Segment Start: READING PASSAGE

After his death, Worth's family decided that these remarkable photos deserve to be seen by Hollywood enthusiasts everywhere for the treasures they are, although at first even they didn't realize the size and scope of the collection Worth had spirited away. His cousin, Stuart Harris, who had been named the executor of Worth's estate, found as many as 10,000 negatives (mostly black-and-white, but some in color) among the jumbled mess Worth left behind and called upon a friend, Norman Solomon, who had produced a Helmut Newton show in Paris, to see if they had any value. Solomon, who had palled around with Worth a few times in Los Angeles 20 years ago, sent them to be processed in London, and what came back astounded them.

Segment End: READING PASSAGE
Segment Start: PROVIDED DATA

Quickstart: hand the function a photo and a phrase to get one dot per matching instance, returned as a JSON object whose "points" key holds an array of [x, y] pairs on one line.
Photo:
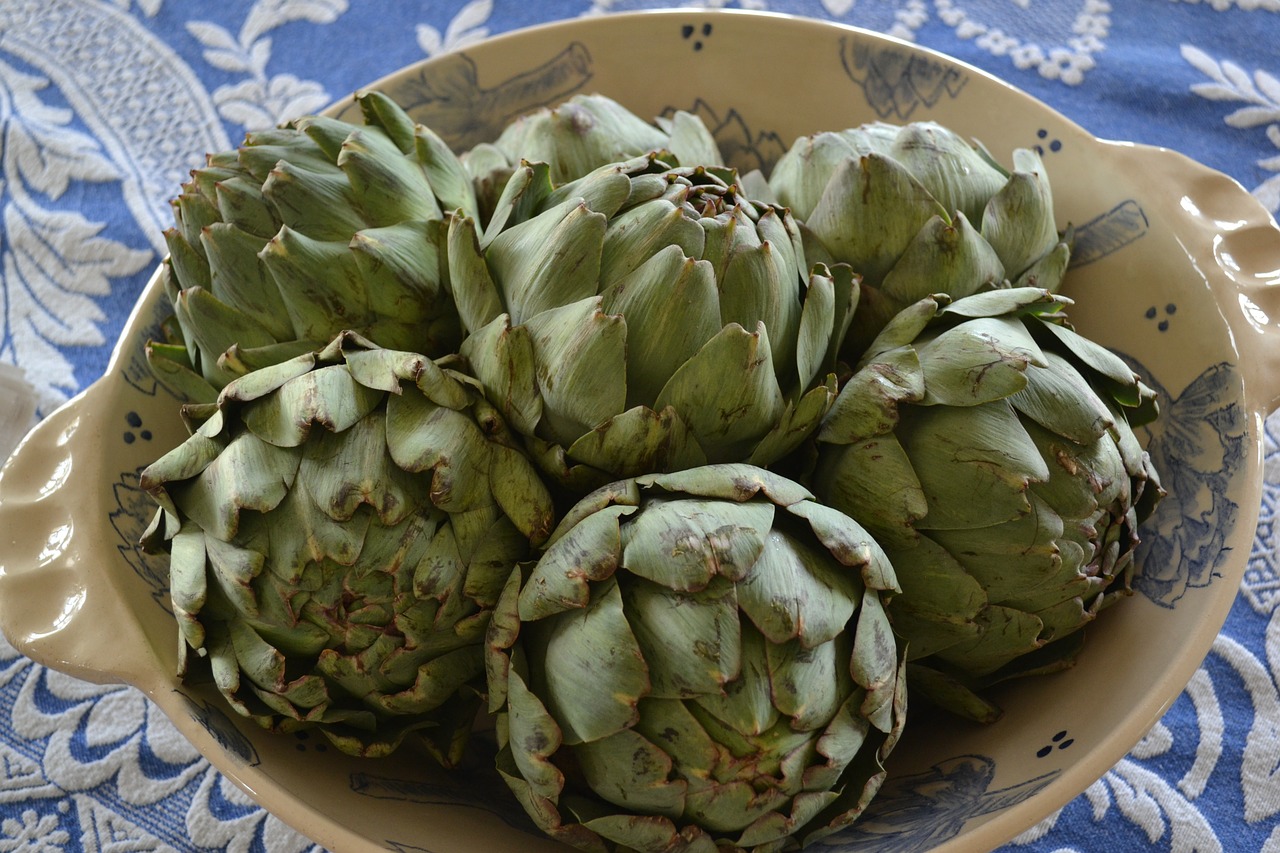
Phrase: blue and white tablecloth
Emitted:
{"points": [[106, 104]]}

Segment End: PROVIDED DATA

(EXERCISE BRIEF): According to the passage about Worth's photo collection, where did Norman Solomon send the negatives to be processed?

(ANSWER SPACE): London